Historically, Intel has deployed far fewer nodes than a foundry like TSMC, which still produces some chip volume on nodes that are now 20 years old. Outside of some very limited manufacturing that it may do for dedicated customers with long-term product guaranteed replacement cycles, Intel has three nodes in play: 22nm, 10nm, and 14nm. At this point, Intel is supposed to be mostly done with 22nm, but there have been previous signs that the company was tapping the node to relieve pressure on its 14nm products — last year, Intel launched a 22nm chipset, the H310C, to pair with low-end parts. In this context, reviving the 22nm G3420 (2C/2T, 3.2GHz, 53W TDP) is probably intended to allow Intel to further optimize overall production.
While we’ve talked about the moves Intel has made to optimize revenue, like focusing on shipping products in the high-end server and desktop market, it’s not just a question of maximizing profits. Intel’s decision to introduce a “KF” family of CPUs without a functional GPU was a sign of how far the firm is willing to go to maximize yield. The number of chips presumably rolling off its 14nm process without a functional GPU is presumably quite low to begin with, but when yield is tight enough, every CPU counts.

§ EXCERPTED RECORDS
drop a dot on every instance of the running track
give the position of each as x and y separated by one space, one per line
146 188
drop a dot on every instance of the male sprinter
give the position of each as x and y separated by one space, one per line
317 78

§ TASKS
1 > Please scale every coordinate in the answers of all the records above by 0.9, rounding to whole numbers with halves going up, and write out all their lines again, requests included.
2 > Carry the passage on Intel's chip production forward from its last sentence.

§ EXPECTED ANSWERS
1 >
drop a dot on every instance of the running track
give the position of each as x and y separated by one space, one per line
131 169
drop a dot on every instance of the male sprinter
give the position of each as x and y separated by one space, one per line
285 70

2 >
So why did Intel un-cancel the G3420? Most likely, because it found a way to slot that specific CPU into a product line in order to meet a need for a customer or group of customers. It could be an attempt to ensure low-end customers who can’t get allocation on 14nm chips still have some kind of Intel product option rather than being forced to turn to AMD. The fact that Intel is resurrecting this single 22nm CPU doesn’t tell us much about the overall state of its ongoing shortage, beyond the fact that the company is once again tapping its existing 22nm capacity in a small way to take some pressure off other products. In a way, it’s the smallness of these optimizations that makes them noteworthy. We seriously doubt Intel is selling scads of 22nm CPUs per month, and the company likely doesn’t expect to.
Ordinarily, the decision to EOL 22nm chips altogether would be business as usual and unworthy of a post. But foundries take time to spin up and down and they can’t be quickly converted to a new process node — and that obviously means it was worth more to Intel to keep an old 22nm core on the books than to take the CPU out of production and use the fab space for something else.
We agree with Computerbase.de, who broke this story, this is likely a stopgap measure for Intel. The company’s overall financial health is excellent; the firm reported a record level of Q3 2019 revenue in its last earnings report.